Work required = Where a picture appears, leave it out, and print the rest of the records as they are.

Data for this exercise START

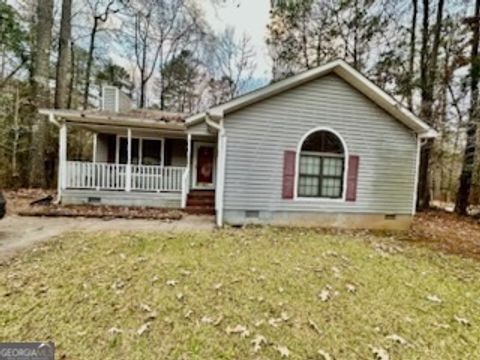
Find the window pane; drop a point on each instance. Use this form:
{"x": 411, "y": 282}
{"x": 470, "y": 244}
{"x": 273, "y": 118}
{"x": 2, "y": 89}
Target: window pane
{"x": 331, "y": 187}
{"x": 308, "y": 186}
{"x": 332, "y": 167}
{"x": 123, "y": 151}
{"x": 151, "y": 152}
{"x": 309, "y": 165}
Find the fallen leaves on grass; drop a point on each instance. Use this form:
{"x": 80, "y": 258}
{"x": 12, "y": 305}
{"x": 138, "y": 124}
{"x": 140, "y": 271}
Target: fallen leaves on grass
{"x": 324, "y": 355}
{"x": 283, "y": 350}
{"x": 257, "y": 343}
{"x": 462, "y": 320}
{"x": 314, "y": 326}
{"x": 144, "y": 328}
{"x": 397, "y": 339}
{"x": 239, "y": 329}
{"x": 380, "y": 353}
{"x": 324, "y": 295}
{"x": 434, "y": 299}
{"x": 171, "y": 282}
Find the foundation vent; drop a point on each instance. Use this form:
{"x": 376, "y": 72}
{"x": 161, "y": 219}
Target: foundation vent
{"x": 252, "y": 214}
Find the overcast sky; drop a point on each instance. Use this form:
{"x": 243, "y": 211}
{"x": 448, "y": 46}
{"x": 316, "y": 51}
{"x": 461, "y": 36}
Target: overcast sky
{"x": 246, "y": 16}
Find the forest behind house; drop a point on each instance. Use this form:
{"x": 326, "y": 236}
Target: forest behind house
{"x": 166, "y": 55}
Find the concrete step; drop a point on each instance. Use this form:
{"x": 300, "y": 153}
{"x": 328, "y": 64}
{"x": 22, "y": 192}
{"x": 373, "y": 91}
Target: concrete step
{"x": 200, "y": 210}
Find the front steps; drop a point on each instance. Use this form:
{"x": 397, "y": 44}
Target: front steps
{"x": 201, "y": 202}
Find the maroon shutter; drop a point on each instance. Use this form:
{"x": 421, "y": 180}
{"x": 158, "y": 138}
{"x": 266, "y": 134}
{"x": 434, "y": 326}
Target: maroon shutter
{"x": 352, "y": 177}
{"x": 288, "y": 174}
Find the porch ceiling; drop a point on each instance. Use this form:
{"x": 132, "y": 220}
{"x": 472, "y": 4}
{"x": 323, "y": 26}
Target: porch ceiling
{"x": 135, "y": 119}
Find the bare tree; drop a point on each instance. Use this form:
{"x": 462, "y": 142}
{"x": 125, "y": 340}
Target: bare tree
{"x": 100, "y": 12}
{"x": 146, "y": 45}
{"x": 40, "y": 90}
{"x": 64, "y": 53}
{"x": 464, "y": 189}
{"x": 428, "y": 71}
{"x": 234, "y": 61}
{"x": 411, "y": 60}
{"x": 162, "y": 29}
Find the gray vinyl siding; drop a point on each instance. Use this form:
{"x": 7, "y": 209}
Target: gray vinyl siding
{"x": 199, "y": 129}
{"x": 102, "y": 148}
{"x": 258, "y": 135}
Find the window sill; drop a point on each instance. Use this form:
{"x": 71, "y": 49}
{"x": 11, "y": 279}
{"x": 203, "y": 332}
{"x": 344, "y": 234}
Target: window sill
{"x": 319, "y": 199}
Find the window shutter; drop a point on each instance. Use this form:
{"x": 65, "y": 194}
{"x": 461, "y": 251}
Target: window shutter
{"x": 352, "y": 177}
{"x": 289, "y": 158}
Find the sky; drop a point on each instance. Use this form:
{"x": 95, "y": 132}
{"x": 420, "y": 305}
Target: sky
{"x": 246, "y": 16}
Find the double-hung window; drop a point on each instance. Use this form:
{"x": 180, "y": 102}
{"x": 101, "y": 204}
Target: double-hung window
{"x": 321, "y": 166}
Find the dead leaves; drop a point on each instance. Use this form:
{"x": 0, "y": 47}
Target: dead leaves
{"x": 397, "y": 339}
{"x": 324, "y": 355}
{"x": 313, "y": 325}
{"x": 283, "y": 350}
{"x": 257, "y": 343}
{"x": 171, "y": 282}
{"x": 324, "y": 295}
{"x": 380, "y": 353}
{"x": 462, "y": 320}
{"x": 239, "y": 329}
{"x": 434, "y": 299}
{"x": 144, "y": 328}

Data for this exercise END

Exercise result =
Find the window pane; drop a point on each instance. Use this form:
{"x": 411, "y": 282}
{"x": 470, "y": 244}
{"x": 273, "y": 118}
{"x": 2, "y": 89}
Target: window pane
{"x": 331, "y": 187}
{"x": 308, "y": 186}
{"x": 332, "y": 167}
{"x": 123, "y": 151}
{"x": 151, "y": 152}
{"x": 309, "y": 165}
Find the fallen leaves on grass; drop a point on each instance. Use this form:
{"x": 80, "y": 258}
{"x": 12, "y": 305}
{"x": 138, "y": 124}
{"x": 140, "y": 271}
Target: fallen leaves on grass
{"x": 324, "y": 355}
{"x": 283, "y": 350}
{"x": 257, "y": 343}
{"x": 462, "y": 320}
{"x": 314, "y": 326}
{"x": 144, "y": 328}
{"x": 397, "y": 339}
{"x": 239, "y": 329}
{"x": 380, "y": 353}
{"x": 324, "y": 295}
{"x": 434, "y": 299}
{"x": 171, "y": 282}
Find the foundation vent; drop a point on each instance. Use this form:
{"x": 376, "y": 72}
{"x": 161, "y": 219}
Target: foundation vent
{"x": 252, "y": 214}
Find the overcast sky; drop a point on each instance. Use this form:
{"x": 243, "y": 211}
{"x": 448, "y": 46}
{"x": 316, "y": 51}
{"x": 461, "y": 36}
Target: overcast sky
{"x": 246, "y": 16}
Find the forest behind house; drop a point on each instance. Use this form:
{"x": 326, "y": 236}
Target: forest behind house
{"x": 166, "y": 55}
Find the concrete step; drop a point on each instance. Use this form:
{"x": 300, "y": 153}
{"x": 328, "y": 64}
{"x": 22, "y": 192}
{"x": 373, "y": 91}
Target: concrete step
{"x": 200, "y": 210}
Find the front steps; drop a point on each instance. Use this form:
{"x": 397, "y": 44}
Target: front steps
{"x": 201, "y": 202}
Find the maroon shutter; drop a point on each instance. Use this form:
{"x": 421, "y": 180}
{"x": 158, "y": 138}
{"x": 266, "y": 134}
{"x": 434, "y": 326}
Target: maroon shutter
{"x": 352, "y": 177}
{"x": 288, "y": 174}
Find the porch ceiling; drop a point on each instance. Use this form:
{"x": 132, "y": 220}
{"x": 472, "y": 4}
{"x": 323, "y": 26}
Target: porch ceiling
{"x": 135, "y": 119}
Find the bare tree; drop a point on each instance. Use this form:
{"x": 462, "y": 142}
{"x": 125, "y": 340}
Target: bare tree
{"x": 100, "y": 12}
{"x": 146, "y": 45}
{"x": 40, "y": 90}
{"x": 64, "y": 53}
{"x": 464, "y": 189}
{"x": 428, "y": 71}
{"x": 234, "y": 61}
{"x": 411, "y": 60}
{"x": 162, "y": 29}
Find the gray vinyl siding; drop a point on each instance. Use this form:
{"x": 7, "y": 209}
Target: gray vinyl siding
{"x": 199, "y": 129}
{"x": 102, "y": 148}
{"x": 258, "y": 135}
Find the window sill; drop a point on each instance. Use this form:
{"x": 71, "y": 49}
{"x": 11, "y": 279}
{"x": 203, "y": 332}
{"x": 344, "y": 234}
Target: window sill
{"x": 319, "y": 199}
Find the window shutter; drop a point on each instance. Use this form:
{"x": 65, "y": 194}
{"x": 461, "y": 251}
Target: window shutter
{"x": 352, "y": 177}
{"x": 289, "y": 158}
Find the sky; drop a point on each instance. Use this form:
{"x": 95, "y": 132}
{"x": 420, "y": 305}
Target: sky
{"x": 246, "y": 16}
Find the double-hung window; drop a point on each instance. Use this form:
{"x": 180, "y": 102}
{"x": 101, "y": 204}
Target: double-hung window
{"x": 321, "y": 166}
Find the dead leaves; drop a point on each instance. Use this form:
{"x": 0, "y": 47}
Target: dead leaves
{"x": 397, "y": 339}
{"x": 324, "y": 355}
{"x": 313, "y": 325}
{"x": 283, "y": 350}
{"x": 257, "y": 343}
{"x": 171, "y": 282}
{"x": 324, "y": 295}
{"x": 380, "y": 353}
{"x": 462, "y": 320}
{"x": 239, "y": 329}
{"x": 434, "y": 299}
{"x": 144, "y": 328}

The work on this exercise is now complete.